* **Exercise passage**
━━━━━━━━━━━━━━━━━━━━━━━━━━━━━━

A lot has changed since Microsoft embraced its “New Ways of Working” model more than a decade ago. The transition to the Cloud facilitated the shift from a linear model based on licenses to one based on an ecosystem of partners and platforms. Collaboration has become even more crucial, and designing a physical workplace to support evolving new work styles is essential.
Inspired by business psychologist and author Tony Crabbe’s book, “Busy: How to Thrive in a World of Too Much,” Microsoft took up the challenge of reimagining its Amsterdam office and designing a space that offers employees and visitors a unique experience where they can touch and feel the essence of what Microsoft is about, regardless of whether they are there in person or virtually.
Today, Microsoft’s new building, developed in collaboration with the architectural firm d/dock, has become a vibrant hub for collaboration while also paying special attention to individual needs and rituals. According to Joris Haverkort, director of the Microsoft Experience Center, “Digital transformation is what’s driving our conversations with our customers. It is what we all have in common and as Microsoft we want to share how things can be done differently. For example, today you do not just work together with colleagues, but with customers and partners as well. We team up!”
Enabling digital transformation must be addressed through four lenses, says Haverkort:
- Engage your customers
- Empower your employees
- Optimize your operations
- Transform your products
Microsoft Netherlands also identified six local rituals that influenced the space design and now serve as guiding principles for employees on how to interact with each other both in the office and remotely via the right technology:
- Team up: focus on co-creation with partners and customers to maximize impact.

━━━━━━━━━━━━━━━━━━━━━━━━━━━━━━

* **Activity**
Continue the passage on Microsoft's Amsterdam office from its last line.

* **Collected data**
━━━━━━━━━━━━━━━━━━━━━━━━━━━━━━

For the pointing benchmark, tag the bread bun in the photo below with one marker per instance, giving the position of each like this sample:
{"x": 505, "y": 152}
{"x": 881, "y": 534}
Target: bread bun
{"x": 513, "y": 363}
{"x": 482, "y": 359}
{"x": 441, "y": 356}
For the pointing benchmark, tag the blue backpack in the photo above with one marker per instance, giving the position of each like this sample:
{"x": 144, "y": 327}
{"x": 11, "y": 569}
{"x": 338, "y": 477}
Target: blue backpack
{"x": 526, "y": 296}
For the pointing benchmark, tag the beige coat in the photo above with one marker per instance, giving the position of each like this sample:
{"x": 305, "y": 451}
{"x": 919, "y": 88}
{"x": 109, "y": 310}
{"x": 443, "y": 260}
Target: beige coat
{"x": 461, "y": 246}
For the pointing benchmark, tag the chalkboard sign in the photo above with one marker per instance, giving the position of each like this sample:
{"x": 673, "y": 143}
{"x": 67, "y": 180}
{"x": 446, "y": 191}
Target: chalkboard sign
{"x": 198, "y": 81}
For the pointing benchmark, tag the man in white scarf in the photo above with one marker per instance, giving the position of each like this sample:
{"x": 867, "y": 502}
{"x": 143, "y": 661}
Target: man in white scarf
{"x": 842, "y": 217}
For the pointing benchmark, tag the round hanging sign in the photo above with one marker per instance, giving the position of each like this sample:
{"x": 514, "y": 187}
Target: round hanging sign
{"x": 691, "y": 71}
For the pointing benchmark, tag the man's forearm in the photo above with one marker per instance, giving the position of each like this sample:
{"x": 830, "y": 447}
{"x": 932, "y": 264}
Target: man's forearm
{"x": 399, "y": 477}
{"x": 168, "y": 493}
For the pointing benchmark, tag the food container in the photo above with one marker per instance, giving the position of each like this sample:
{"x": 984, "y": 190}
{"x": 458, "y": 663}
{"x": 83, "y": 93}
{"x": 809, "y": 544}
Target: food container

━━━━━━━━━━━━━━━━━━━━━━━━━━━━━━

* **Expected output**
- Be open to everyone, while protecting confidential information.
- Make conscious choices about what needs to be done and with whom within the network; choose the most appropriate location, technology and ritual that can support what needs to be achieved.
- Contribute to the team engagement by being on time, being focused and actively participating in the conversation.
- Respect focus time.
- Allow time to refresh, take breaks, schedule 25 or 45 minute meetings and look after mental health.
The combination of these six rituals is what truly allows the team to make hybrid work successful, says Haverkort.
“Being successful and being able to innovate means we have to look at how we aspire to work, collaborate and refresh,” says Haverkort. “New habits and refreshment of old habits will guide us to work smarter and enhance the creativity and serendipity needed today to add value tomorrow. That is why we wanted to be thoughtful and make conscious decisions on what kinds of spaces we created to support the different activities that would take place here. As a result, the Café functions as a central revolving place, a beating heart around which are located purposeful individual spaces for focus, silence and ‘conscious log off,’ collaboration spaces for teamwork and social spaces for “meet and greets.”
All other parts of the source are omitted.